● **Assignment**
Your answer should consist of the lines holding "negative", copied from the material below.

● **Study material**
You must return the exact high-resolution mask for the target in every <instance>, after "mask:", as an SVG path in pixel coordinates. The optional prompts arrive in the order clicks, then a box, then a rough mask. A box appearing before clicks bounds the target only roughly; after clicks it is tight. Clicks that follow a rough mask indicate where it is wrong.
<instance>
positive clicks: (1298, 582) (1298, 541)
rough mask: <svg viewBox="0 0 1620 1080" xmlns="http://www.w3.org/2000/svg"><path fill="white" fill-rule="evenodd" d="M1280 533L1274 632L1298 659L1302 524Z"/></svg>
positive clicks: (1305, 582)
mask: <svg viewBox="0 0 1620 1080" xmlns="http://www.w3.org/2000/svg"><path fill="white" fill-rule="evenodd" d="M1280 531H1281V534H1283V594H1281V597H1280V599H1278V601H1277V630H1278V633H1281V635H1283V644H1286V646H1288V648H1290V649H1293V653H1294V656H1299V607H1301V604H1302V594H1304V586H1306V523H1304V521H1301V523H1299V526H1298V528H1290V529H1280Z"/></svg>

* * *

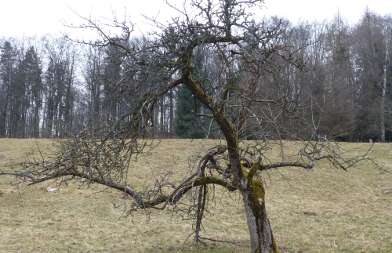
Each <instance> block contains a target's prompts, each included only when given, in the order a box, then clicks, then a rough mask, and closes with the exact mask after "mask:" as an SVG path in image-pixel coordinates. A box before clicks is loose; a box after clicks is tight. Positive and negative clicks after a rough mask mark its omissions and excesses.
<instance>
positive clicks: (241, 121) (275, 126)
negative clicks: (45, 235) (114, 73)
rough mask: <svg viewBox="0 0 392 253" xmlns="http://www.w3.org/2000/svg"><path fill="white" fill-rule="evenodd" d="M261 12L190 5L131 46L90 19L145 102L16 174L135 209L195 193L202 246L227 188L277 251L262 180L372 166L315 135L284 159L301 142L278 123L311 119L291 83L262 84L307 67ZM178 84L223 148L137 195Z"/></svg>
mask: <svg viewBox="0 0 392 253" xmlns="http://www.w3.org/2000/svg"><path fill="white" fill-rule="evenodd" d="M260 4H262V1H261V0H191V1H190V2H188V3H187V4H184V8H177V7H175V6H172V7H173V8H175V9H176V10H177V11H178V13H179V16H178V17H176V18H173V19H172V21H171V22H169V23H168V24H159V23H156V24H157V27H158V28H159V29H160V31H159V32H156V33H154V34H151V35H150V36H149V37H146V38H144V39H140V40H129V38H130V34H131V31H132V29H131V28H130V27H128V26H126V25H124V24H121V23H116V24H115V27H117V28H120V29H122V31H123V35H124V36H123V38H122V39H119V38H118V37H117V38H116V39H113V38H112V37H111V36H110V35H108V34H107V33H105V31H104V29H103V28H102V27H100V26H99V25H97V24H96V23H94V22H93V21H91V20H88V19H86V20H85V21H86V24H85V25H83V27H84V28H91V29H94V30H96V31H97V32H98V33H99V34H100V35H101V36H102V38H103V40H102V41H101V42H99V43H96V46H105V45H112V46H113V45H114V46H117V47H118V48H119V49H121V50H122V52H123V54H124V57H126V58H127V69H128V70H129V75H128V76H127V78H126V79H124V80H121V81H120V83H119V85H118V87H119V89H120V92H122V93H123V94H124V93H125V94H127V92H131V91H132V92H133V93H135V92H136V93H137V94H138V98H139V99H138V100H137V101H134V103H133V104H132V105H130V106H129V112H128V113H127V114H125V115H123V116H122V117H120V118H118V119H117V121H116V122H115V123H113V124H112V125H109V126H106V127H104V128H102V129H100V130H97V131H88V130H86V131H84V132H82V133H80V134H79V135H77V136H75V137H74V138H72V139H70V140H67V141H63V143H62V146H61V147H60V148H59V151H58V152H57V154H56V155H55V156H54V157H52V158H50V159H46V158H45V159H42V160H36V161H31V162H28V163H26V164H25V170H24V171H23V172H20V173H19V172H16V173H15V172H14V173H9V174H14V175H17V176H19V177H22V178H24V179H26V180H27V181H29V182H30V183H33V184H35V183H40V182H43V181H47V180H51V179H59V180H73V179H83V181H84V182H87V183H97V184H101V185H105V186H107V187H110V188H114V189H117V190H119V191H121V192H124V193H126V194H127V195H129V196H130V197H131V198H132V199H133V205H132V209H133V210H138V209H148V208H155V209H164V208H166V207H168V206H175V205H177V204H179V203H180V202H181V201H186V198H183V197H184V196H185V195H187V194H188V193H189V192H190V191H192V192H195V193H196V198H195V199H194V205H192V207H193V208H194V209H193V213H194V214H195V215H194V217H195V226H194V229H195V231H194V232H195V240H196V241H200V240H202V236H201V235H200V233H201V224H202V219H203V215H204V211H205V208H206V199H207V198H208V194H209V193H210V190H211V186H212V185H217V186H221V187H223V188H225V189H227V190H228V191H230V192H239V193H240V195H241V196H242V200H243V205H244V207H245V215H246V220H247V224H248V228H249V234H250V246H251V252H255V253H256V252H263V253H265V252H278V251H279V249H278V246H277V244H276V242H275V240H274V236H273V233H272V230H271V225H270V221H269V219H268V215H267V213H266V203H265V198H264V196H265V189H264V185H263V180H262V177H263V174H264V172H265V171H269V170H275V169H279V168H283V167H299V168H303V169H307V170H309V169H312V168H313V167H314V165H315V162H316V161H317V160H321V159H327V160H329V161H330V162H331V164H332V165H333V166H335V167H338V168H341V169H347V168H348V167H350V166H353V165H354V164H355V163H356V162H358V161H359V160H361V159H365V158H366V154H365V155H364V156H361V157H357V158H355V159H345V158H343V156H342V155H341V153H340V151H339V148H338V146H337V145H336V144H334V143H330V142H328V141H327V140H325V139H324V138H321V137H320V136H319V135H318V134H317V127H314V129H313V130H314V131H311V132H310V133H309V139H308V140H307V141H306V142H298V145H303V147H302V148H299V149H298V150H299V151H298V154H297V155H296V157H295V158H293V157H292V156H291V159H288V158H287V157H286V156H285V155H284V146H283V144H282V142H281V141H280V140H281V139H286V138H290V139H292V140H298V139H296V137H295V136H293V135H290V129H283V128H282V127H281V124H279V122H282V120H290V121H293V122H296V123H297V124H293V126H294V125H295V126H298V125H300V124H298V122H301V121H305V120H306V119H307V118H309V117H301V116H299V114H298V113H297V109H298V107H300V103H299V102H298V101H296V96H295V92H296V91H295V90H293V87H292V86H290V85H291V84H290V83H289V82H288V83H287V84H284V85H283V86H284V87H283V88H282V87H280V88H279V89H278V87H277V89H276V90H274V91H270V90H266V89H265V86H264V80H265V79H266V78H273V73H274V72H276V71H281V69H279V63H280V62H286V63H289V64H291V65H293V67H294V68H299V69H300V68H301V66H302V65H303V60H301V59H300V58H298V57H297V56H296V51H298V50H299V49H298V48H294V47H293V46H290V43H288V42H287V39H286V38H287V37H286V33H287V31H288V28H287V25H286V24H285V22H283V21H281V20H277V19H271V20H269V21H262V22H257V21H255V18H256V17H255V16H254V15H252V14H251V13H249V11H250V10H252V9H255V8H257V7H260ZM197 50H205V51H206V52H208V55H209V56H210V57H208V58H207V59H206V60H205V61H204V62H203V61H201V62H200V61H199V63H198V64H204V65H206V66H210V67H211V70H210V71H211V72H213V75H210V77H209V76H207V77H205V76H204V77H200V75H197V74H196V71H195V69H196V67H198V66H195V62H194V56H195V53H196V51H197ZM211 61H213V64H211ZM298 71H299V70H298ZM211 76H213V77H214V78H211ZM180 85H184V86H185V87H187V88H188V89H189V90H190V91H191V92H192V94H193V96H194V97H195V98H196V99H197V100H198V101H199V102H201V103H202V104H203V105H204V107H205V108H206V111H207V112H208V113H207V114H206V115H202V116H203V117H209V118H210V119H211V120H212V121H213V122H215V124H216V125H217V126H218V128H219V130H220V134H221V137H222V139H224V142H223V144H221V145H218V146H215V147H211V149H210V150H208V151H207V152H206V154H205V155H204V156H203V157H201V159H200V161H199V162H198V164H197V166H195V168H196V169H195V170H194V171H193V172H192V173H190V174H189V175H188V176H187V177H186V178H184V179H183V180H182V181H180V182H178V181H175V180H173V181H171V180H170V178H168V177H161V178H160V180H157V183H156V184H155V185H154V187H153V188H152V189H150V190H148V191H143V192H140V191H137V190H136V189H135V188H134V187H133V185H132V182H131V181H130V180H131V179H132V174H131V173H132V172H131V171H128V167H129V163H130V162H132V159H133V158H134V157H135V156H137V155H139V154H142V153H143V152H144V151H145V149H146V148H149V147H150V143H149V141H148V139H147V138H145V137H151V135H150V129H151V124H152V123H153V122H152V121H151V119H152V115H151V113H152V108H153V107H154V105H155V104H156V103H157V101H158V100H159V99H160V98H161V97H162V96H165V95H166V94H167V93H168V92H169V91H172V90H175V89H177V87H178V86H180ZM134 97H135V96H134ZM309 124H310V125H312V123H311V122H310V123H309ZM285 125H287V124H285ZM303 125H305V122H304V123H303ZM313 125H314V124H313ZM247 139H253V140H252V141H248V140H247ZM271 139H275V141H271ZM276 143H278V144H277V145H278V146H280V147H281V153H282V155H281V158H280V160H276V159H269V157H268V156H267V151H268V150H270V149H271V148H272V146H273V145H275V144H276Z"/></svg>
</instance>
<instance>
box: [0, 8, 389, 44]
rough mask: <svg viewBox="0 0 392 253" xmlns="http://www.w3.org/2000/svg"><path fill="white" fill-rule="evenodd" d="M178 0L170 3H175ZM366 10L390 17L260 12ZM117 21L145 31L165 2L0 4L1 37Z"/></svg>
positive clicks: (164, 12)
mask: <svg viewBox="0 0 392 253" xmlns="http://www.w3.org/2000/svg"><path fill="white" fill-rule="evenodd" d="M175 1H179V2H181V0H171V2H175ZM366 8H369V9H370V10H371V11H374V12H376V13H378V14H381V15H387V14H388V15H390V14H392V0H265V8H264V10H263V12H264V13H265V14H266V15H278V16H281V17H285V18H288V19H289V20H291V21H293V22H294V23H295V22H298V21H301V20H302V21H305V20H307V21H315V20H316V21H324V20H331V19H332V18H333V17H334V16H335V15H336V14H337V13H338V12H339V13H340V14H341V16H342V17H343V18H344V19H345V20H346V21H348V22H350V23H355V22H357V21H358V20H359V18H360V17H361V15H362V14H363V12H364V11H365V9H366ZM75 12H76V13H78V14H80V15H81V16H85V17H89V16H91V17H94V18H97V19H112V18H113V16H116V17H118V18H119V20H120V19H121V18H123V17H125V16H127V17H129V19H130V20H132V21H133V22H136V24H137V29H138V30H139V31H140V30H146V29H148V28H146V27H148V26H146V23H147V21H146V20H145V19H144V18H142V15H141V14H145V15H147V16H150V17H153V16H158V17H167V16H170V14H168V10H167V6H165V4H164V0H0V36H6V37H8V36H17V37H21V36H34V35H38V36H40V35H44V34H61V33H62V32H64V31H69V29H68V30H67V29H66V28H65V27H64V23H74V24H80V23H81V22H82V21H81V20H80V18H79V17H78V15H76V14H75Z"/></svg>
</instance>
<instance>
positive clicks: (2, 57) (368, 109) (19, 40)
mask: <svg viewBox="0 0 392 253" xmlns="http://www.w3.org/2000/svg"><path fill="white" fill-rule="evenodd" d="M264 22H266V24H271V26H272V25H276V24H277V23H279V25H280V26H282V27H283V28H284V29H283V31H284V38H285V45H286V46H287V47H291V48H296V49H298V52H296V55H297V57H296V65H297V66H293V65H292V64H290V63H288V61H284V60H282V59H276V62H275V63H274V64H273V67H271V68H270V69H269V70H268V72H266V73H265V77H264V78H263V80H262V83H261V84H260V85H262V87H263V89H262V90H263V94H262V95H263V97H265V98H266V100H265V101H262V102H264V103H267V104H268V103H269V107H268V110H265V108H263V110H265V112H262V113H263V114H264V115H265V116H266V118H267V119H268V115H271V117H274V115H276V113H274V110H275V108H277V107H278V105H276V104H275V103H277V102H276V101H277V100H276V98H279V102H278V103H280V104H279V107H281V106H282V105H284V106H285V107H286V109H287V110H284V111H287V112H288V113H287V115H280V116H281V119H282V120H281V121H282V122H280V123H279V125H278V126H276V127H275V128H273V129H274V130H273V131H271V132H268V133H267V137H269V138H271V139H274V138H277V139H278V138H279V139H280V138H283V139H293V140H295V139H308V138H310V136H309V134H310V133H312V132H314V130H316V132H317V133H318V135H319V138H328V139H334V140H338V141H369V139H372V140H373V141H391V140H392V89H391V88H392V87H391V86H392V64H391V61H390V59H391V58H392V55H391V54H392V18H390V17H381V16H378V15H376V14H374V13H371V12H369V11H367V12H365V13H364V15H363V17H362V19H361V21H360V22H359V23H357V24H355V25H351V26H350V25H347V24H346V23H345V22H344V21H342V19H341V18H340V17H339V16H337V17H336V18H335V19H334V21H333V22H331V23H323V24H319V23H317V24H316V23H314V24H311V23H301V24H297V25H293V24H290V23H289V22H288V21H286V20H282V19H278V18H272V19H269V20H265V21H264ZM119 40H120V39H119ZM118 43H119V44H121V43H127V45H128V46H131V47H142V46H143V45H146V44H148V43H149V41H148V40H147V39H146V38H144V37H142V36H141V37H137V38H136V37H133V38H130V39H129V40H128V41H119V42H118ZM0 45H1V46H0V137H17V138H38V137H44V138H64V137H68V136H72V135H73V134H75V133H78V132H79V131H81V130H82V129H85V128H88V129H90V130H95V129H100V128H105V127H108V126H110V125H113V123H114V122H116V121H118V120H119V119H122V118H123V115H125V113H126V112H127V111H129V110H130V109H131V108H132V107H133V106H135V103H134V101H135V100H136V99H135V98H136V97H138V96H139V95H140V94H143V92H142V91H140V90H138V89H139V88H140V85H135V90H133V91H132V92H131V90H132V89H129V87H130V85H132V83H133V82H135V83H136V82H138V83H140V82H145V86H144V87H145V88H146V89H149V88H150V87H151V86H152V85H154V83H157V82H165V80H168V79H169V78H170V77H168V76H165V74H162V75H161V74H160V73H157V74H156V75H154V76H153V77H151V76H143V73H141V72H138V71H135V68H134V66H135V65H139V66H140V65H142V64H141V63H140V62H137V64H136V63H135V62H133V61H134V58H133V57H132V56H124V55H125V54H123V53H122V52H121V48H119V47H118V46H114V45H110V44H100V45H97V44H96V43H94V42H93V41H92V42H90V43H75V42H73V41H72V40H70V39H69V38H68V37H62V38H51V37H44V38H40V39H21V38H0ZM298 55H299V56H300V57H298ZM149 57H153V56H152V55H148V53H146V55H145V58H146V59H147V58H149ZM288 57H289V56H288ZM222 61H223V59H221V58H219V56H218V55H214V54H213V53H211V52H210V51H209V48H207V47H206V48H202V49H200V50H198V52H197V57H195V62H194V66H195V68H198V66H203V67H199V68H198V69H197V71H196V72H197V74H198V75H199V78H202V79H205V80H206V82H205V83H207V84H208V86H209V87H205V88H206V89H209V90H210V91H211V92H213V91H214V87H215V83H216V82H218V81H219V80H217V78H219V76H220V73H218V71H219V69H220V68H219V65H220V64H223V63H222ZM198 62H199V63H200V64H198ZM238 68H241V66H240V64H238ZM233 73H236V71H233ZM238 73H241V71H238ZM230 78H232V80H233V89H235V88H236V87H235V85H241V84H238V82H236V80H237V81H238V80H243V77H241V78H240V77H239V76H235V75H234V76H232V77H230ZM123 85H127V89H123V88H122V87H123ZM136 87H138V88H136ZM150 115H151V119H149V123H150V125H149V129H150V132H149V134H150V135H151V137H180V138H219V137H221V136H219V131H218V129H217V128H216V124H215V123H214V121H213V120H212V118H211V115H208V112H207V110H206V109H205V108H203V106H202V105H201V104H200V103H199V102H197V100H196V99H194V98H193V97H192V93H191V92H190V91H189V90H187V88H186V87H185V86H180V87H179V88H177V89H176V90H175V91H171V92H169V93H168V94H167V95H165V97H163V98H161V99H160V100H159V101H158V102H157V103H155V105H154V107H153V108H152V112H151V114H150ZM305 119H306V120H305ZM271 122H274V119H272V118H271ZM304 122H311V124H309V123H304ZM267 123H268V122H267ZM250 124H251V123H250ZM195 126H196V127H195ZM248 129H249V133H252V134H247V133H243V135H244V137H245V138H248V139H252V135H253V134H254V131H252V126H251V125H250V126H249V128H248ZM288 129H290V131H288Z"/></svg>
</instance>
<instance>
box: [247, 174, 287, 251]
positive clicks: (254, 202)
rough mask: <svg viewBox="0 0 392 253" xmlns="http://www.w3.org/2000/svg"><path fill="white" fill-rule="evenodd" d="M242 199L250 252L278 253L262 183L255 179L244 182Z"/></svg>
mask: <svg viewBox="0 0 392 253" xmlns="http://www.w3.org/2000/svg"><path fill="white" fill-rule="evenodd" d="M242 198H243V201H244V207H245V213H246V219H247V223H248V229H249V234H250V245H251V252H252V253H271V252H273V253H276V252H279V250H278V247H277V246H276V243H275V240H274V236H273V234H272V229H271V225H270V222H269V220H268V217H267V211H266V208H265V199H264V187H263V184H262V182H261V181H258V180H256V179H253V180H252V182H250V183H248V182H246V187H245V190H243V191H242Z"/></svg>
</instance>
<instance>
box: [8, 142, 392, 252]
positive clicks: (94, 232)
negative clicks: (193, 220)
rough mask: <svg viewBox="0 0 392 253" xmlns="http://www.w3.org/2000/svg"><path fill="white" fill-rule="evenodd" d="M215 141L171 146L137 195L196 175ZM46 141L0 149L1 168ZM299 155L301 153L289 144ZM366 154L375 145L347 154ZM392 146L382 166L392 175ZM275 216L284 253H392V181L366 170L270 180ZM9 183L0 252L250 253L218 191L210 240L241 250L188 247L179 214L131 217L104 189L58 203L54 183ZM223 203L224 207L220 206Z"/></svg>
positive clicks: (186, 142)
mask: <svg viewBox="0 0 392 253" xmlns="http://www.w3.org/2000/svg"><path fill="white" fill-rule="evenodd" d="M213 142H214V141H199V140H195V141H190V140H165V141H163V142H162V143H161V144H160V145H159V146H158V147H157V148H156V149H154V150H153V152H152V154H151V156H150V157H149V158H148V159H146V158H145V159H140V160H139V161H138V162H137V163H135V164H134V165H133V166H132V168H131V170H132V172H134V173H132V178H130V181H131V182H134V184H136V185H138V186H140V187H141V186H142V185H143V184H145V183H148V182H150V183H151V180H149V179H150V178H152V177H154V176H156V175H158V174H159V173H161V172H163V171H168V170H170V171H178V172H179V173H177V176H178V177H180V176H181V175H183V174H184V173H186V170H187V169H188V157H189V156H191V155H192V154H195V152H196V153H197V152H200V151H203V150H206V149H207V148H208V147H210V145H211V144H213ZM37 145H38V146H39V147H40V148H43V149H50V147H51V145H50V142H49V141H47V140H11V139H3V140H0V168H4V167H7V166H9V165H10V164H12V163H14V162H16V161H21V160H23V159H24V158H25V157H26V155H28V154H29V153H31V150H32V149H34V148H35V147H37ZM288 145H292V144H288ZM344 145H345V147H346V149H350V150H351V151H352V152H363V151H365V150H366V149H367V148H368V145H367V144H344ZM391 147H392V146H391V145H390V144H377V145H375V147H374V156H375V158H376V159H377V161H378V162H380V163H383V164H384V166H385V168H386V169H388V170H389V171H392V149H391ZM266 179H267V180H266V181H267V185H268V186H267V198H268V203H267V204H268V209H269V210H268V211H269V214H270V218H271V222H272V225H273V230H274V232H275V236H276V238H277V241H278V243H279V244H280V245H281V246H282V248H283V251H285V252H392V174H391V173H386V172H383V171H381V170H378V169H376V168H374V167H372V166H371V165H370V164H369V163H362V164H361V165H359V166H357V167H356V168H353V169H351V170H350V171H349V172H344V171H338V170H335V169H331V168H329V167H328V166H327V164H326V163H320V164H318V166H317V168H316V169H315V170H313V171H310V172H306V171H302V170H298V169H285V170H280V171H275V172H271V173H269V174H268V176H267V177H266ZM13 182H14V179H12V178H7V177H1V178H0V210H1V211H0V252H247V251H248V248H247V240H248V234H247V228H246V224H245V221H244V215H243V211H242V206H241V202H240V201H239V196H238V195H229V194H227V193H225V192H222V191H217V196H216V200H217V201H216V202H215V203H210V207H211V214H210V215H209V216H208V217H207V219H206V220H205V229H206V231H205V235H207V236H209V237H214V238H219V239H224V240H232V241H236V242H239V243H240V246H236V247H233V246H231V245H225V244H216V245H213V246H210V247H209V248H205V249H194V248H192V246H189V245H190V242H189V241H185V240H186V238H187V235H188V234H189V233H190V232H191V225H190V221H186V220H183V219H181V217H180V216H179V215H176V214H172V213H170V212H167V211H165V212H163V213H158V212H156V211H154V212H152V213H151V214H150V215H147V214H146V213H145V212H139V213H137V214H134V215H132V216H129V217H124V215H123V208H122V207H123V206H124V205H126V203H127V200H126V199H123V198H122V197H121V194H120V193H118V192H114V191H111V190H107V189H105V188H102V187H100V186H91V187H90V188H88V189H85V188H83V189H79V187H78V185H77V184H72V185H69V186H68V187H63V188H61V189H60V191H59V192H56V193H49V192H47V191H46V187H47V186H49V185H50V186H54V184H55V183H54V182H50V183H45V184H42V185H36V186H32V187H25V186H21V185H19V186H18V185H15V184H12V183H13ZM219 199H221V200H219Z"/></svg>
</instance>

==

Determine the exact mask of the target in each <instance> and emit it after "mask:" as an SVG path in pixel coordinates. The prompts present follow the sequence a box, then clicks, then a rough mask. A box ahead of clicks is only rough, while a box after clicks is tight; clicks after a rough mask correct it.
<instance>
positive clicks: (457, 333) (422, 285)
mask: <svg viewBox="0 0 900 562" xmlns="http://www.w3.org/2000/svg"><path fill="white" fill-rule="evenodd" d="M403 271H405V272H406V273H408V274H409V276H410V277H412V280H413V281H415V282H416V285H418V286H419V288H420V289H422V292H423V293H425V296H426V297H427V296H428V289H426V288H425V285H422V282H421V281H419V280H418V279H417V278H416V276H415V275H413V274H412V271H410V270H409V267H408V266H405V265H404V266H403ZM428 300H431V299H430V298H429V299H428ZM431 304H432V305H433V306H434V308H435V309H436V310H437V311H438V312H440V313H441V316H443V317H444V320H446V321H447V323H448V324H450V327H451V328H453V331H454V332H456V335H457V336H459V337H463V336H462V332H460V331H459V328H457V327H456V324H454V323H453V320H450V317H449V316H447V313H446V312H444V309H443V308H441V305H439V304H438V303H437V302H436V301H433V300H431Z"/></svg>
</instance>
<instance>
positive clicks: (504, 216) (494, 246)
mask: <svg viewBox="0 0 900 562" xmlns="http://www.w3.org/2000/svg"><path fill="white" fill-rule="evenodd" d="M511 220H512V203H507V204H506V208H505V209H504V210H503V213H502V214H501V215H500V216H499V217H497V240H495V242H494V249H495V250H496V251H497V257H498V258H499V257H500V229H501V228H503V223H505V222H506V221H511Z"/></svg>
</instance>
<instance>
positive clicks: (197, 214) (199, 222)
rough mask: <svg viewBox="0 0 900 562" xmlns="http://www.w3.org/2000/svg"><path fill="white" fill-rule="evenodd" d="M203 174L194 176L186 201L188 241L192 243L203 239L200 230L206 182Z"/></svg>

● **Result**
Each <instance> block contains a target's prompts, each included only when given, in the order a box, then clicks, then a rough mask, and closes with the exact mask after "mask:" as an SVG path in image-pixel coordinates. A box before clicks is loose; a box after clicks is tight. Positive and negative clicks after a rough mask mark its omissions and excesses.
negative clicks: (45, 235) (114, 73)
negative clicks: (193, 220)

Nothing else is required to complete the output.